→ Passage shown:
The ::= keyword introduces the so-called weak binding, or closure, which has already been amply discussed in this document.

EXAMPLE

!Polygen

S ::= Fruit and Fruit ;

Fruit ::= an apple | a mango | an orange ;

PRODUCES

an apple and an apple
an apple and a mango
an apple and an orange
a mango and an apple
a mango and a mango
a mango and an orange
an orange and an apple
an orange and a mango
an orange and an orange

The production associated to Fruit does not undergo an immediate generation but is closed together with the current environment according to scoping rules. Each occurrence of the Fruit symbol in a descending environment (or in the same one, as in the example) causes the generation of the associated production in the environment that was closed with it.

Suspensions {#sec:suspensions}

The := keyword introduces a second kind of binding, known as strong binding, suspension or assignment.

→ Exercise description:
Copy the passage on Polygen bindings word for word from "The production associated" to "closed with it.".

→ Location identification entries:
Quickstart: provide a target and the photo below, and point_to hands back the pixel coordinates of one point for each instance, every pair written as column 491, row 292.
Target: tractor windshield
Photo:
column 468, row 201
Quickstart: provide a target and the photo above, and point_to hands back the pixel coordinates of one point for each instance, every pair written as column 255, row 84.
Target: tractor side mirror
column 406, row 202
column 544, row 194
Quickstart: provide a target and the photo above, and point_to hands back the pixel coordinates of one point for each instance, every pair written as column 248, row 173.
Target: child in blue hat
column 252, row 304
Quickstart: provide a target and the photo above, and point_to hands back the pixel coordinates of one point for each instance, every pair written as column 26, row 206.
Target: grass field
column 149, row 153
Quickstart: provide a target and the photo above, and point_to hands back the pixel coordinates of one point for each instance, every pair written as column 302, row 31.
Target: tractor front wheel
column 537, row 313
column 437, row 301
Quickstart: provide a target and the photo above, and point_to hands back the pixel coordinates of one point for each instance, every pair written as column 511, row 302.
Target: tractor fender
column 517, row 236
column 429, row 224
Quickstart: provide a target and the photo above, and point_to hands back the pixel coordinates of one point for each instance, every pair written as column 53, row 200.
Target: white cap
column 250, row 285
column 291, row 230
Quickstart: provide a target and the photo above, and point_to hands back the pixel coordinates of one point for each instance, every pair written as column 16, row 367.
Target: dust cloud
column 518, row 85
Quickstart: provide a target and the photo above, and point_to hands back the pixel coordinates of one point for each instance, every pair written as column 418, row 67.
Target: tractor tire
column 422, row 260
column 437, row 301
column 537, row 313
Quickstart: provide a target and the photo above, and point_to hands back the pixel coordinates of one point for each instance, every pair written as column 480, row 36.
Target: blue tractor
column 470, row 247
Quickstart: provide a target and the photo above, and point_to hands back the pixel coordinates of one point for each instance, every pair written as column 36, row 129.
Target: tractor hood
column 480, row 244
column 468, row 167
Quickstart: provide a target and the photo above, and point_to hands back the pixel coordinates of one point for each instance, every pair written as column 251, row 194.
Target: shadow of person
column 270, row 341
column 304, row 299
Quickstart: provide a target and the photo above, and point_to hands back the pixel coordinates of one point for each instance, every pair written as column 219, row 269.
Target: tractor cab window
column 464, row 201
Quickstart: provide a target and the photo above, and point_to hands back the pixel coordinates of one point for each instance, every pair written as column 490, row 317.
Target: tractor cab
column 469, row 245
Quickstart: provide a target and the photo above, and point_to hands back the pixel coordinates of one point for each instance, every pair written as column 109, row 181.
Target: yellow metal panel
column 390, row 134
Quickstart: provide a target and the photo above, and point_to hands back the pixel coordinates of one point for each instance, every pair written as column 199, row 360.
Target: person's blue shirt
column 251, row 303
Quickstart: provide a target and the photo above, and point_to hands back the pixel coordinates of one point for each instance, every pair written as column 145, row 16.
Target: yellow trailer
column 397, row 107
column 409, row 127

→ Full solution:
The production associated to Fruit does not undergo an immediate generation but is closed together with the current environment according to scoping rules. Each occurrence of the Fruit symbol in a descending environment (or in the same one, as in the example) causes the generation of the associated production in the environment that was closed with it.